**Records to use**
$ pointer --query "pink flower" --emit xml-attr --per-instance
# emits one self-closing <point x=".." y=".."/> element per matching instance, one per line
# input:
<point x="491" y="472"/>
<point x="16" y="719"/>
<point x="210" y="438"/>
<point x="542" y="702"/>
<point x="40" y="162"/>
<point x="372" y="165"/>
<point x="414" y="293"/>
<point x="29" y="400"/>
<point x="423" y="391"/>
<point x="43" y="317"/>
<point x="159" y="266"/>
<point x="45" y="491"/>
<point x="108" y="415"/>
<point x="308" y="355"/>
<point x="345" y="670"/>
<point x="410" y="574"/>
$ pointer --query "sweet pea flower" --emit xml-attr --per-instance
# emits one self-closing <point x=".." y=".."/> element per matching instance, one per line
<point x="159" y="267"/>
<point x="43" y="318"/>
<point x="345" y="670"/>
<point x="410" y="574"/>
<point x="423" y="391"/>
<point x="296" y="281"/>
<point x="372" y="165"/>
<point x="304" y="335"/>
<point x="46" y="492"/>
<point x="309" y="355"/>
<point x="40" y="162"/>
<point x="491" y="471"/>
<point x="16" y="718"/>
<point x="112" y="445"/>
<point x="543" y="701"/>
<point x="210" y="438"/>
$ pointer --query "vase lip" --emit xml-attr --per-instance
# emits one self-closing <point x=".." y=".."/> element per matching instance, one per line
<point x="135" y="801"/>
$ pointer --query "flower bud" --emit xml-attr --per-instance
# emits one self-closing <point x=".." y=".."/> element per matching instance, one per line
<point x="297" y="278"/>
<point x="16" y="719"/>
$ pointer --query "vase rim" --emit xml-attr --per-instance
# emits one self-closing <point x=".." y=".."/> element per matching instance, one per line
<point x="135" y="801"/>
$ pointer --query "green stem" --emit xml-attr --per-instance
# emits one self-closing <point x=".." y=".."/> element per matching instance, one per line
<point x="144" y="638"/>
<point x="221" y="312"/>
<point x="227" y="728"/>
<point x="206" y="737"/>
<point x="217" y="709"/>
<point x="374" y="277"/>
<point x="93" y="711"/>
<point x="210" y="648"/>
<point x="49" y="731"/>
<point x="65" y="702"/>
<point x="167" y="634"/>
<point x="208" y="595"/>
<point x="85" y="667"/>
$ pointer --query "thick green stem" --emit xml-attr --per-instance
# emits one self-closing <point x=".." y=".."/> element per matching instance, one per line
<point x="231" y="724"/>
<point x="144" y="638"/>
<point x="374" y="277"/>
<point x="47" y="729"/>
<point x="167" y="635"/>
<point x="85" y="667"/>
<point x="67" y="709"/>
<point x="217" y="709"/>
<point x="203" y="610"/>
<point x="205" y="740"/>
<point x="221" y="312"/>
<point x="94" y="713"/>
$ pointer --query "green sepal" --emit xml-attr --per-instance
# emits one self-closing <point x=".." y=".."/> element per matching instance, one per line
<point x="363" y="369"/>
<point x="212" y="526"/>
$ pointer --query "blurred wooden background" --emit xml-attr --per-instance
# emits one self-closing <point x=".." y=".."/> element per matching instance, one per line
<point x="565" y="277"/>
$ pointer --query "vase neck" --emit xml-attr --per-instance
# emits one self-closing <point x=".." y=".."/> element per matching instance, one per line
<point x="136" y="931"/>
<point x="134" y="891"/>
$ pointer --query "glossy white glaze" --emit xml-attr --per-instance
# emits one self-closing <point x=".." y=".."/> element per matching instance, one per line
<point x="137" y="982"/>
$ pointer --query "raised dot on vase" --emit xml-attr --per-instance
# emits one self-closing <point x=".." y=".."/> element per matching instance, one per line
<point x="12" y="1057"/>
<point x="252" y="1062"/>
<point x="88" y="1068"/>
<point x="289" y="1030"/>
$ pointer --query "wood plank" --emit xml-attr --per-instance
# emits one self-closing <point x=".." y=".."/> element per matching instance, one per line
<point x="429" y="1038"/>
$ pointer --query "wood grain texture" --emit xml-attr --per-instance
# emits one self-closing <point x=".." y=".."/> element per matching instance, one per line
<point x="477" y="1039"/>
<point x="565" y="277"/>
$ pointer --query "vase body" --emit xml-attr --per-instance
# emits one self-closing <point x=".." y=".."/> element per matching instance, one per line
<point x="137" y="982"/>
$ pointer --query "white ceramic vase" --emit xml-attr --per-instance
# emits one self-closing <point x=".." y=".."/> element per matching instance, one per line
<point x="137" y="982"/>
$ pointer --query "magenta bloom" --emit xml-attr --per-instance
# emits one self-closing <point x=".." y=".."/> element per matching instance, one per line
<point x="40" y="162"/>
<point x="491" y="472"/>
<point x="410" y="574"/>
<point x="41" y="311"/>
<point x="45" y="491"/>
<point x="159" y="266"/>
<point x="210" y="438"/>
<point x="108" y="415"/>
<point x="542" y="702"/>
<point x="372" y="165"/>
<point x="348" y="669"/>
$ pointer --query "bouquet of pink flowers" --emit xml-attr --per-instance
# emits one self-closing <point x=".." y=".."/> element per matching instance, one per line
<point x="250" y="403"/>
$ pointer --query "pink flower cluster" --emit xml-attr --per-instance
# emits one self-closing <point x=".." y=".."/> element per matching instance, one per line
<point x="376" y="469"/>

...

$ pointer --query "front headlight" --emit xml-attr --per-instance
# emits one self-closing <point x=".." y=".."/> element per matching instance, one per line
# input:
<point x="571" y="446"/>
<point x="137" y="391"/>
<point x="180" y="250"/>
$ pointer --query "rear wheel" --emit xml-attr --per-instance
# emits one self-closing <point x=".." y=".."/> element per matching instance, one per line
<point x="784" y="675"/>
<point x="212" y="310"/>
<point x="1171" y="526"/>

==

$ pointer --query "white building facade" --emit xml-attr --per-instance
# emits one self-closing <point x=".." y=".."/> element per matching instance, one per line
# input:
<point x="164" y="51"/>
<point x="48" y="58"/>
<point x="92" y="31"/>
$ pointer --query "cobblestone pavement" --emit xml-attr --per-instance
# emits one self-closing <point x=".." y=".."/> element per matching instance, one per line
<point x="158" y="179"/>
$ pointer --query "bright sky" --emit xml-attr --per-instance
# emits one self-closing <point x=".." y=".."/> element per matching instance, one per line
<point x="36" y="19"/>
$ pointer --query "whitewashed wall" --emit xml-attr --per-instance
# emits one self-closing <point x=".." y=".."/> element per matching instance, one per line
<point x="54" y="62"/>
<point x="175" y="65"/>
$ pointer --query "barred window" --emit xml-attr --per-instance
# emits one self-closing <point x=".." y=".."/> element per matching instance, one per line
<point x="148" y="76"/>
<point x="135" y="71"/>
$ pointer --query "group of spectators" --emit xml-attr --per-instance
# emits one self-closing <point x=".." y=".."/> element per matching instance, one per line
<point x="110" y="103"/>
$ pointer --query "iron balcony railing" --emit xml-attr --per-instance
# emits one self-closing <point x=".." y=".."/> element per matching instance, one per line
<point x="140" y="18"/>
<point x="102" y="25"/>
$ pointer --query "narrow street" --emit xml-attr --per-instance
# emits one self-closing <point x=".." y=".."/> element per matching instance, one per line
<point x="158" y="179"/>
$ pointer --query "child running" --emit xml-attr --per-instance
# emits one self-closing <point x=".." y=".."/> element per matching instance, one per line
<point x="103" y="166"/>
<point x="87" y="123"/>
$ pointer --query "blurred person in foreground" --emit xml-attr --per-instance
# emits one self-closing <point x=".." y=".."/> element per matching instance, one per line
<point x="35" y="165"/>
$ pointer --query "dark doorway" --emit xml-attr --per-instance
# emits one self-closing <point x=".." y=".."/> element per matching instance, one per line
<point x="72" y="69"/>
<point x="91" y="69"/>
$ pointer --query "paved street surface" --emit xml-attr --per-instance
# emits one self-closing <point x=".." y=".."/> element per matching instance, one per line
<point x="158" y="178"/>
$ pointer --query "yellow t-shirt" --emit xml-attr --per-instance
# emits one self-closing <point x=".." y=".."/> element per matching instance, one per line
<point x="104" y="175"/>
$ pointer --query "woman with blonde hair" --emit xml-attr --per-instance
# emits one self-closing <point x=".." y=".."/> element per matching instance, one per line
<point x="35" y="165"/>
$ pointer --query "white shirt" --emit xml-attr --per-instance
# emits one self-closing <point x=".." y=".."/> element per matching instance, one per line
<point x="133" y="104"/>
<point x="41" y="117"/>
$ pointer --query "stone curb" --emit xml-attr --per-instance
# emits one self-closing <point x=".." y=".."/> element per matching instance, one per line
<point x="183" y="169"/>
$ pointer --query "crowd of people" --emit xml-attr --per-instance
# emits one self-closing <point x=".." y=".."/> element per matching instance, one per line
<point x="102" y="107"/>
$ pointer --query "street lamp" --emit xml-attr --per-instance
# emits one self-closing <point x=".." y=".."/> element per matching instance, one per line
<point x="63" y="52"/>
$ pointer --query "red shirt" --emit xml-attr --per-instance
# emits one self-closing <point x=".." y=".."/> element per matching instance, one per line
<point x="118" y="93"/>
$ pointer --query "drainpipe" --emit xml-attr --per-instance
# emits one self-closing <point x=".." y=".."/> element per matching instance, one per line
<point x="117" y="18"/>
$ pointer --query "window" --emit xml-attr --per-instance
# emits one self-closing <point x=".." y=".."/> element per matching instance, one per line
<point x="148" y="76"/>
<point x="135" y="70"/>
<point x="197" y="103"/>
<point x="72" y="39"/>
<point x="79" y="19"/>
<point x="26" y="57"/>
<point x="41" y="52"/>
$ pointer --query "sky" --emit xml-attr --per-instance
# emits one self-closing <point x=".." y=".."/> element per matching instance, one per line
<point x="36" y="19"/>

**Prompt**
Go through the listing above line by line and state how many lines include the string "green". Write only the number.

**Exercise output**
3